- _GIVEN RECORDS_:
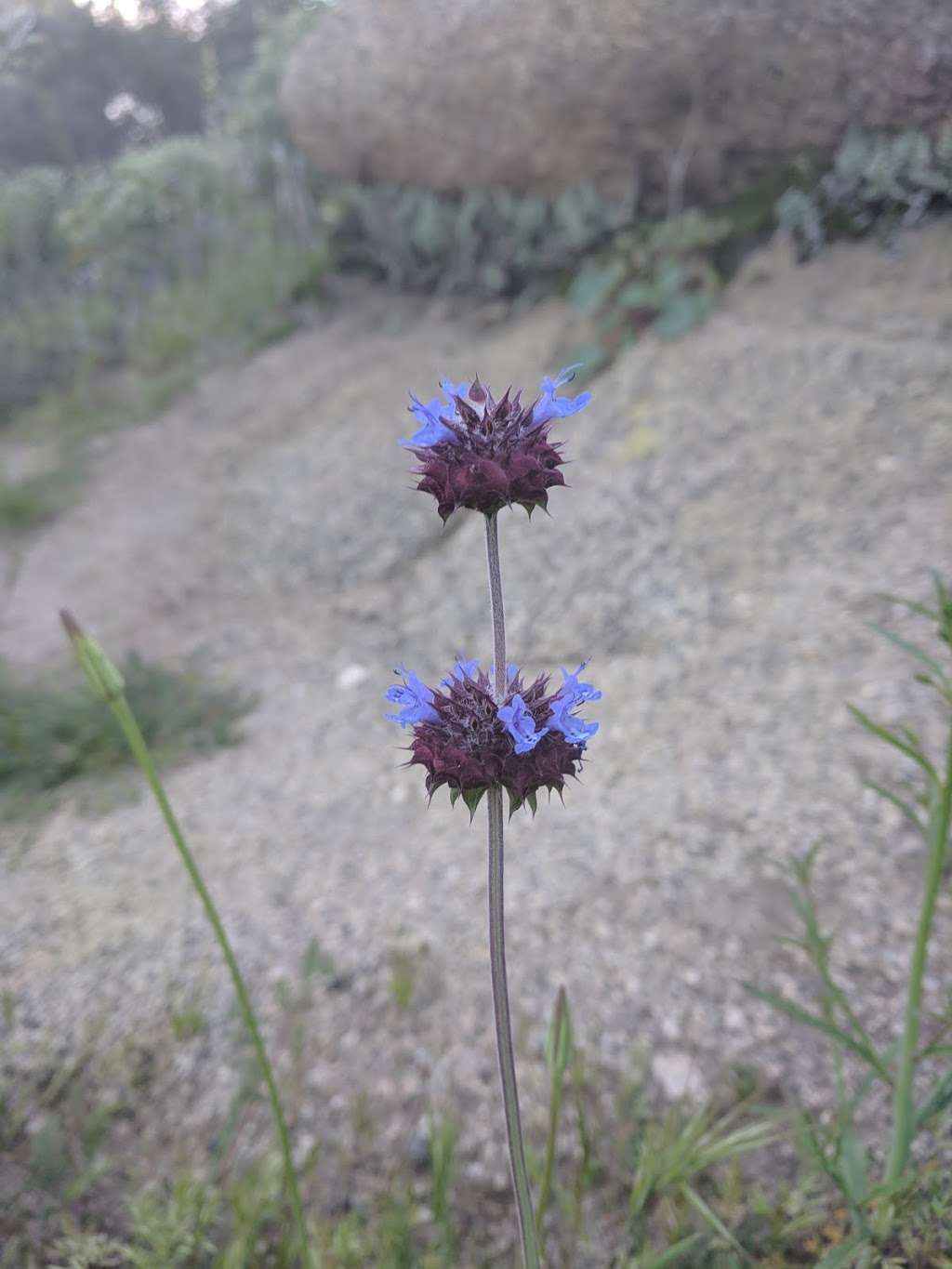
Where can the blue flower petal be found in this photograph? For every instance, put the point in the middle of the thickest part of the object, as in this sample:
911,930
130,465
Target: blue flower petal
416,699
521,725
461,670
433,431
549,406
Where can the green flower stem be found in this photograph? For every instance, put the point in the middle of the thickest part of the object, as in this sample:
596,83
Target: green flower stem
555,1112
129,727
496,601
496,937
504,1036
904,1111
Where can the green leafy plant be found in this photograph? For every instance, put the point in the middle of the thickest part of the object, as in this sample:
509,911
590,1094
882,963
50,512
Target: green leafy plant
49,735
878,181
110,689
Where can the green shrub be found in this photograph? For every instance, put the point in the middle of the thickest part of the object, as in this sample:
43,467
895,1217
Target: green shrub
49,735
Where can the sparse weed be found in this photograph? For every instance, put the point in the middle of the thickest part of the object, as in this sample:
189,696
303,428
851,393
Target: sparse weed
49,735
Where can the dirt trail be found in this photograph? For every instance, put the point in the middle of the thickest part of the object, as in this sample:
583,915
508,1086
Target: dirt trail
739,500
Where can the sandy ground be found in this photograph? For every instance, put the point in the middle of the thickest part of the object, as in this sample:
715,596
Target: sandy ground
739,500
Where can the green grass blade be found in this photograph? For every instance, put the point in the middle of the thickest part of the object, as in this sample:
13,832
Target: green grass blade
896,741
673,1254
900,803
844,1254
802,1015
938,1101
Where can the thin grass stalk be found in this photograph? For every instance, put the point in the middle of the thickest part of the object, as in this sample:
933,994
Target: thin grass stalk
139,751
496,937
904,1109
108,685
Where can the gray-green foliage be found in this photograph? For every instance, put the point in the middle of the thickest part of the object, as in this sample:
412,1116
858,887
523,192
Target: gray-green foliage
52,734
160,254
659,275
878,180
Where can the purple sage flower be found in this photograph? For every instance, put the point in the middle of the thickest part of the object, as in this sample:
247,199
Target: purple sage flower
469,743
576,692
521,725
549,406
485,455
575,730
416,699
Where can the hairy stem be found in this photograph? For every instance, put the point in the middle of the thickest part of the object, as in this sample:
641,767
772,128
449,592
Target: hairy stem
504,1035
904,1111
496,601
496,937
139,750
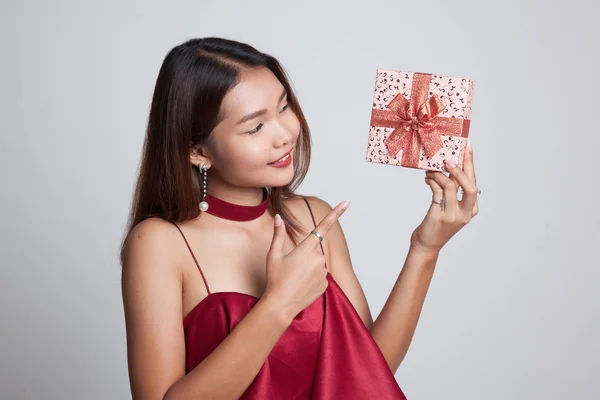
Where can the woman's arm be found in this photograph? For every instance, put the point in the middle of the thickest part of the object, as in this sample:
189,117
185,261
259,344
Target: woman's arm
395,326
152,293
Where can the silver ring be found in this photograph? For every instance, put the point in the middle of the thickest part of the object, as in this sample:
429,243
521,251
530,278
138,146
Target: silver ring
317,234
441,203
463,192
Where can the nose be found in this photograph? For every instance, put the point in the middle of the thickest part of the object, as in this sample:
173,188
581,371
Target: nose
283,137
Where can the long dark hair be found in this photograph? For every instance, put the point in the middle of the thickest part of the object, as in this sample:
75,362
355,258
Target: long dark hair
192,81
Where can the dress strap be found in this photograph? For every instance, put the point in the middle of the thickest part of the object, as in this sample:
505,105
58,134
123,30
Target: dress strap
193,256
314,222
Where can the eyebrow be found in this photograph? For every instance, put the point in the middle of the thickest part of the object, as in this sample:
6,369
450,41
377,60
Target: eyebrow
259,112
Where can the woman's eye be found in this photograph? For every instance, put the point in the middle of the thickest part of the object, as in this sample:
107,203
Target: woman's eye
261,125
255,129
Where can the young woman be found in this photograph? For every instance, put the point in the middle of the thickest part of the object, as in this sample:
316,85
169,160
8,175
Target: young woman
233,285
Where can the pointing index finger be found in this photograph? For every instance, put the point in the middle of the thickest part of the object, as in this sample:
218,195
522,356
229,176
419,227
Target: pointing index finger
326,223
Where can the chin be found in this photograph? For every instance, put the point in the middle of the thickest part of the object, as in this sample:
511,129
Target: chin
280,178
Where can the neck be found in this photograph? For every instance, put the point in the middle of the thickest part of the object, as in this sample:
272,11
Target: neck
238,208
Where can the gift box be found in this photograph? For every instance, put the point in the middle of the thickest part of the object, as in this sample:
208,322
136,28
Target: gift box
419,119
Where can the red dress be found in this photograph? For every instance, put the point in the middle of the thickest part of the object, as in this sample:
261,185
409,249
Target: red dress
326,353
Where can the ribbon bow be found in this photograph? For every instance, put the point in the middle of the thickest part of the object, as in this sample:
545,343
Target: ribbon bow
417,123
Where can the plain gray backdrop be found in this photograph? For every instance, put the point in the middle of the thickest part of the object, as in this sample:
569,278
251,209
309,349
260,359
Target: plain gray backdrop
513,308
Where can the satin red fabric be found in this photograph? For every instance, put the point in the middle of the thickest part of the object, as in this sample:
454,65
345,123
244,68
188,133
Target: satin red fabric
326,353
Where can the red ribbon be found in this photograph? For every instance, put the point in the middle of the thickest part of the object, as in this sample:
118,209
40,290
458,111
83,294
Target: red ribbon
417,122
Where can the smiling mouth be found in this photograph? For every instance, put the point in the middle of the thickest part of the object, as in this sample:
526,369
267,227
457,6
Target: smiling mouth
282,158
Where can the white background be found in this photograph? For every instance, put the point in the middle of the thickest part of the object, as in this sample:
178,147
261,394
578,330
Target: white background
513,309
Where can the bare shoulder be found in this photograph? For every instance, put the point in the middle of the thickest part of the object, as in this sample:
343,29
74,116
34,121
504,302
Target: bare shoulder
150,246
152,292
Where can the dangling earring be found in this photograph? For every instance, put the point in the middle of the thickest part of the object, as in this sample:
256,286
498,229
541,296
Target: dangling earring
203,203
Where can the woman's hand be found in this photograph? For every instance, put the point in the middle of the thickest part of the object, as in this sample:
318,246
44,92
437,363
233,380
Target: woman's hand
440,225
295,280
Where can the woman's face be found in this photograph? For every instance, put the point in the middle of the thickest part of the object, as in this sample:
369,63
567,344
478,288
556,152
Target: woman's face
258,128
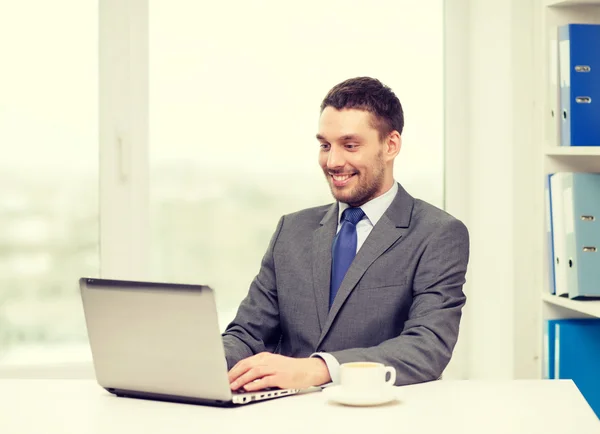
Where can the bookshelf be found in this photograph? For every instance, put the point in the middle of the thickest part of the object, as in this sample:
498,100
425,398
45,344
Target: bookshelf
550,15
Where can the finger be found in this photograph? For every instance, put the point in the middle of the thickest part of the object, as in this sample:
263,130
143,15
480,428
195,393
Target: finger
261,383
245,365
256,372
241,367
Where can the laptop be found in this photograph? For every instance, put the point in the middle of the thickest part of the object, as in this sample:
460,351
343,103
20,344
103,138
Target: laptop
160,341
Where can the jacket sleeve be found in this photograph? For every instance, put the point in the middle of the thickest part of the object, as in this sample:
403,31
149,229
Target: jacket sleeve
256,326
423,349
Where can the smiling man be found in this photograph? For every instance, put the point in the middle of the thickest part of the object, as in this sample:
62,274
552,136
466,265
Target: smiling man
376,276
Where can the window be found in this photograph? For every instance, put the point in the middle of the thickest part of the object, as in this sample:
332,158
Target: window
48,176
234,106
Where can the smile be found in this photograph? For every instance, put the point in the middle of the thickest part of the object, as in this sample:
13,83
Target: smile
341,180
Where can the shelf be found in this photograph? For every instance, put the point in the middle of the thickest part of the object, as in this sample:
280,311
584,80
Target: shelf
573,151
567,3
587,307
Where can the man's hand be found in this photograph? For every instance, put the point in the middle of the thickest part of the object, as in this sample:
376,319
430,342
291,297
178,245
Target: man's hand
273,370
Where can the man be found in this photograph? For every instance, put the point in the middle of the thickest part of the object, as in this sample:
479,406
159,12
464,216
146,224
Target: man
376,276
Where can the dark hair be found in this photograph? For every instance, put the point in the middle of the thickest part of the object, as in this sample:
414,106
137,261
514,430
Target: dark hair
366,93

- _GOAL OF THE EXERCISE_:
Reproduce all of the data above word for word, but omit the pictures.

- _TASK RESULT_:
Where can the blue flower petal be found in this photograph? For every instance, put the point in the middle of the thickest part of the object, as in this sample:
911,930
130,465
Target: blue flower petal
416,699
521,725
461,670
433,431
549,406
Where can the green flower stem be found in this photograph? For every instance, put the point in the middle of the thickest part of the object, as in this sample:
596,83
Target: green flower stem
555,1112
129,727
496,601
496,937
504,1036
904,1111
Where can the green leafy plant be found in this photograph? For every instance, put the point in the middle of the thickest part of the object, as in this sample:
509,911
590,1094
882,963
50,512
Target: green leafy plant
49,735
878,181
110,689
Where can the green shrub be found in this photograph? For every instance, put the point in the middle of the thickest part of the object, as in this sample:
43,467
895,1217
Target: green shrub
49,735
Where can the sparse weed be found in this photograph? For every instance, put the point in the middle of the thickest part of the object, as in this sample:
189,696
303,428
851,393
Target: sparse weed
49,735
Where can the dirt trail be found in this photograph? For every instance, put the point in the middle of the thickest part of the object, as in this sample:
583,915
508,1086
Target: dirt trail
739,500
Where can the sandy ground be found in this photograph? For every instance, put the point in the middle of the thickest part of the object, as in this sample:
715,596
Target: sandy ground
739,500
Where can the green grass blade be found in this photograph? For every instance, put the point in the middle of the thickest part of the object, as in this sample:
13,832
Target: green grass blade
896,741
673,1254
900,803
844,1254
802,1015
938,1101
Where can the thin grass stalk be found in this photograph? For every instance, put the point in the middle of the thickest part of the object, as in this sample:
933,994
Target: thin grass stalk
139,751
496,937
904,1109
108,685
Where can the gray-green foliage be found in this photograph? For every instance, put the point in the middle of the thickest part of the object, as in this sample:
412,1116
858,887
523,192
Target: gray-green foliage
52,734
160,254
659,275
878,180
Where can the purple sage flower be found in this photograph? For every instance, put the point in the middle of the thickest part of the object, as in this sample:
247,199
Target: purple sage flower
469,743
576,692
521,725
549,406
485,455
575,730
416,699
Where can the hairy stem be found in this photograph? For every instance, put the point in the middle of the thickest part of the object, as in this sample:
641,767
772,128
449,592
Target: hairy stem
504,1035
904,1111
496,601
496,937
139,750
Where can the woman's arm be found in this photograph? For every instance, put the point in the middle of the thickest part of the object, as in this sample:
189,117
185,261
259,344
Target: woman's arm
395,326
152,293
Where can the silver ring be found in this photograph? For every instance, put the point in the middle of the thickest part of the object, as in this sample:
429,243
521,251
530,278
138,146
Target: silver ring
317,234
441,203
463,192
Where can the nose be found in this photograph? For every instance, put the point in the middle of the thickest part of the object, as in this sample:
173,188
581,371
Target: nose
283,137
Where can the long dark hair be found in this photograph? For every instance, put the point in the middle of the thickest part of the object, as in this sample:
75,362
355,258
Target: long dark hair
192,81
Where can the dress strap be found in this photograph? For every instance, put the point in the middle of the thickest part of the object, as in this sample:
505,105
58,134
123,30
Target: dress strap
193,256
314,222
Where can the eyebrow be found in this photograph? For every instance, put the point in the middle of the thickest part of the object, as in this sample:
6,369
450,41
377,60
Target: eyebrow
259,112
Where can the woman's eye be found in this photograph? For every instance, put the point in the middle of the thickest part of the object, as in this sample:
107,203
Target: woman's eye
261,125
255,129
Where can the young woman be found in this photograph? For every instance, put the point in the middle of the thickest part of the object, as in this sample:
316,85
169,160
8,175
Target: young woman
233,285
Where can the pointing index finger be found in this photograph? For every instance, put the point in the middle of the thickest part of the object, as in this sample:
218,195
522,356
229,176
419,227
Target: pointing index finger
326,223
Where can the chin be found in this photograph? For every instance, put the point in the middle of the thickest part of the object, as in this sample:
511,129
Target: chin
280,178
Where can the neck be found in this photograph? For every instance, put the point in the middle of the thickest part of the object, as in this sample:
272,11
Target: neck
238,208
Where can the gift box be found in this photograph? For every instance, put the point in the middle of the thickest part of the object, as in this sample:
208,322
136,28
Target: gift box
419,119
Where can the red dress be found in this photograph? For every instance, put the point in the middle of the thickest part of the object, as in this sample:
261,185
409,249
Target: red dress
326,353
Where can the ribbon bow be found in this photograph? For every instance, put the point in the middle of the thickest part of the object, as in this sample:
545,343
Target: ribbon bow
417,123
Where can the plain gray backdrop be found in this photograph? For every instance, put the point in the middle of the thickest part of the object, as in this sample:
569,278
251,209
309,349
260,359
Target: plain gray backdrop
513,308
Where can the satin red fabric be found in this photograph? For every instance, put the point in the middle of the thickest part of the object, as in this sample:
454,65
345,123
244,68
188,133
Target: satin red fabric
326,353
Where can the red ribbon be found in this photograph? For every instance, put the point in the middle of the thickest part of the object, as in this sample:
118,209
40,290
458,111
83,294
Target: red ribbon
417,122
Where can the smiling mouth be found in this photograph? For every instance, put the point in the middle of the thickest part of the object, as in this sample:
526,369
267,227
457,6
Target: smiling mouth
282,158
Where can the white background be found in this photograph? For every instance, put the point in the middle of the thickest part of the object, as in this sample:
178,147
261,394
578,330
Target: white background
513,309
Where can the bare shoulder be found in this photograph? For every instance, put the point in the middle of the thickest part of the object, as in this sample:
343,29
74,116
34,121
504,302
Target: bare shoulder
150,246
152,292
Where can the dangling earring be found in this photograph? For every instance, put the point in the middle of the thickest part of the object, as in this sample:
256,286
498,229
541,296
Target: dangling earring
203,203
Where can the woman's hand be found in this photograph? For every instance, put the point in the middle of the thickest part of the object, as in this sample:
318,246
44,92
437,363
233,380
Target: woman's hand
440,225
295,280
Where can the woman's face be found in this photograph? For every instance, put the point in the middle of the thickest part of the object, as in this sample:
369,63
567,344
478,288
556,152
Target: woman's face
258,128
Where can the bookshelf be found in this photograph? For every instance, put the point in the middle of the thickest part of the object, as in this sample:
498,100
425,398
45,344
Target: bookshelf
550,15
Where can the finger be found in this photograph? For every instance, put the point in the middle of the thickest part of the object, as in this sample:
263,130
143,15
480,428
195,393
Target: finger
261,383
245,365
256,372
241,367
Where can the laptop be found in this photograph? For every instance, put the point in the middle of the thickest part of the object, as in this sample:
460,351
343,103
20,344
103,138
Target: laptop
160,341
Where can the jacket sleeve be found in this photograph? For every instance, put the point in the middle of the thickest part of the object, as in this sample:
403,31
149,229
Target: jacket sleeve
256,326
423,349
Where can the smiling man be found in this photograph? For every instance, put the point in the middle of the thickest part of the object, as in this sample:
62,274
552,136
466,265
Target: smiling man
376,276
Where can the window be found in this photograph? For every instance, put the point in the middle of the thickest part of the object, as in this sample:
332,158
Target: window
48,176
234,106
Where can the smile be found in this photograph? For every instance, put the point in the middle of the thickest part of the object, as in this sample:
13,83
Target: smile
341,180
Where can the shelf be found in this photograph? For every instance, put the point in the middle of the thickest part of the object, as in this sample:
280,311
584,80
Target: shelf
573,151
567,3
587,307
Where can the man's hand be found in this photograph? For every instance, put the point in the middle of the thickest part of the object, as in this sample:
376,319
430,342
291,297
178,245
Target: man's hand
273,370
Where can the man be found in this photograph? For every instance, put the point in the middle of the thickest part of the object, as in this sample:
479,406
159,12
464,216
146,224
Target: man
376,276
Where can the dark hair be found in this photograph? For every instance, put the point in the middle of the thickest part of the object, as in this sample:
414,106
137,261
514,430
Target: dark hair
366,93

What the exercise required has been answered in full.